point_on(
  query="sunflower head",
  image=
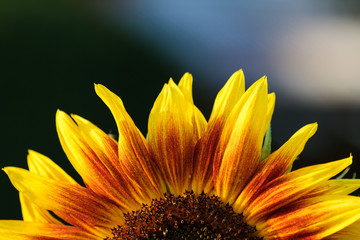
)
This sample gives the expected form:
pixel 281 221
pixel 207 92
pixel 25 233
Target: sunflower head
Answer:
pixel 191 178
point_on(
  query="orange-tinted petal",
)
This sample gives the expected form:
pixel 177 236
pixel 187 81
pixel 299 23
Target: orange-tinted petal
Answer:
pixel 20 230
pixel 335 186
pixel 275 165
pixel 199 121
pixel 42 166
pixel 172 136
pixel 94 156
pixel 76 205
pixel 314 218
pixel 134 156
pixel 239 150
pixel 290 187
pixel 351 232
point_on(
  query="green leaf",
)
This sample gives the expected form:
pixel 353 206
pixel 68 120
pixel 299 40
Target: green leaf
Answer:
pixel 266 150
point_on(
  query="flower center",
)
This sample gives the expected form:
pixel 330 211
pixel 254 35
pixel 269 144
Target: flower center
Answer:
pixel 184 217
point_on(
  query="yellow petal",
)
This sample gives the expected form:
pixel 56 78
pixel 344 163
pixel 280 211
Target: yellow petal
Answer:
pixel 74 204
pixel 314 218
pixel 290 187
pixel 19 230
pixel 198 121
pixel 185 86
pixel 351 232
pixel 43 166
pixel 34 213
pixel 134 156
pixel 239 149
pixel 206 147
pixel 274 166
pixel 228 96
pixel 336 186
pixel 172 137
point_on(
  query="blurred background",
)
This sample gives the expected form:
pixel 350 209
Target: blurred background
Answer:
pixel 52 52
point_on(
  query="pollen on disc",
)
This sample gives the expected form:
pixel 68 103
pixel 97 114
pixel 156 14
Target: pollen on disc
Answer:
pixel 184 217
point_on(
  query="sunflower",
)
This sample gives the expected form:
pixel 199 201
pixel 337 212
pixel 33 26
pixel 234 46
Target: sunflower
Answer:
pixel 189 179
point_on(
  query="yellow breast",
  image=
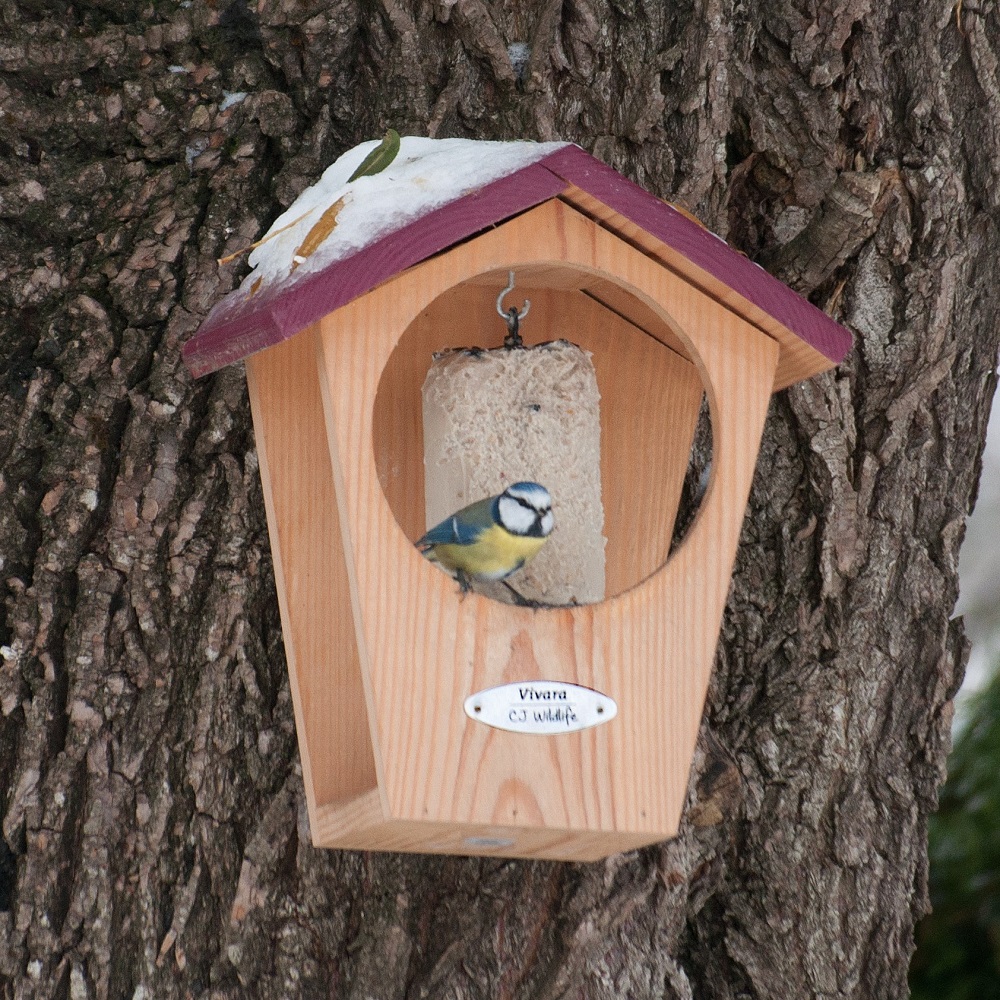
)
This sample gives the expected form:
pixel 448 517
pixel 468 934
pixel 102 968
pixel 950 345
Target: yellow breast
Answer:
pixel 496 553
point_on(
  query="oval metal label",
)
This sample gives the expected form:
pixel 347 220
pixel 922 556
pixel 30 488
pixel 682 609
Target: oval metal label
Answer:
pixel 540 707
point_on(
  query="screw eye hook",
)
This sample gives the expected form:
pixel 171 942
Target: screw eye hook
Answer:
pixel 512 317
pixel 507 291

# # # #

*WORK TO DO*
Leave out all images, then reproduce the entries above exactly.

*FINISHED ANSWER*
point_on(
  query="sunflower head",
  image=
)
This sample gives the expected form:
pixel 281 221
pixel 207 92
pixel 25 233
Target: sunflower head
Answer:
pixel 191 178
point_on(
  query="orange-tinted petal",
)
This sample gives the expected form:
pixel 177 236
pixel 187 81
pixel 299 23
Target: orange-tinted petal
Answer:
pixel 20 230
pixel 335 186
pixel 275 165
pixel 199 121
pixel 42 166
pixel 172 136
pixel 94 156
pixel 76 205
pixel 314 218
pixel 134 156
pixel 239 150
pixel 290 187
pixel 351 232
point_on(
  query="green leaf",
)
This sample gives the expected form:
pixel 353 206
pixel 68 120
pixel 299 40
Target: green leaf
Answer:
pixel 266 150
point_on(
  query="flower center",
)
This sample gives the expected form:
pixel 330 211
pixel 254 35
pixel 269 144
Target: flower center
Answer:
pixel 184 217
point_on(
  query="yellow petal",
)
This sample gives the expected form:
pixel 56 78
pixel 344 163
pixel 280 211
Target: yellow petal
Answer:
pixel 74 204
pixel 314 218
pixel 290 187
pixel 19 230
pixel 198 121
pixel 185 86
pixel 351 232
pixel 43 166
pixel 34 213
pixel 134 156
pixel 239 149
pixel 206 147
pixel 274 166
pixel 228 96
pixel 336 186
pixel 172 137
point_on(
  query="blurred background",
)
This sample gives the expected form:
pixel 350 209
Target: blurred background
Answer:
pixel 52 52
point_on(
  query="pollen on disc",
)
This sample gives the expected form:
pixel 68 103
pixel 97 114
pixel 156 14
Target: pollen on disc
Answer:
pixel 184 217
point_on(
  query="sunflower",
)
This sample gives the expected form:
pixel 199 201
pixel 337 212
pixel 33 26
pixel 234 46
Target: sunflower
Answer:
pixel 189 179
point_on(
  query="yellow breast",
  image=
)
This sample gives the expected form:
pixel 448 517
pixel 468 934
pixel 102 968
pixel 950 345
Target: yellow breast
Answer:
pixel 496 553
point_on(
  query="oval metal label",
)
This sample gives the expected form:
pixel 347 220
pixel 922 556
pixel 30 488
pixel 682 609
Target: oval metal label
Answer:
pixel 540 707
point_on(
  query="screw eye hook",
)
This sample gives the expected form:
pixel 171 942
Target: screw eye hook
Answer:
pixel 512 317
pixel 507 291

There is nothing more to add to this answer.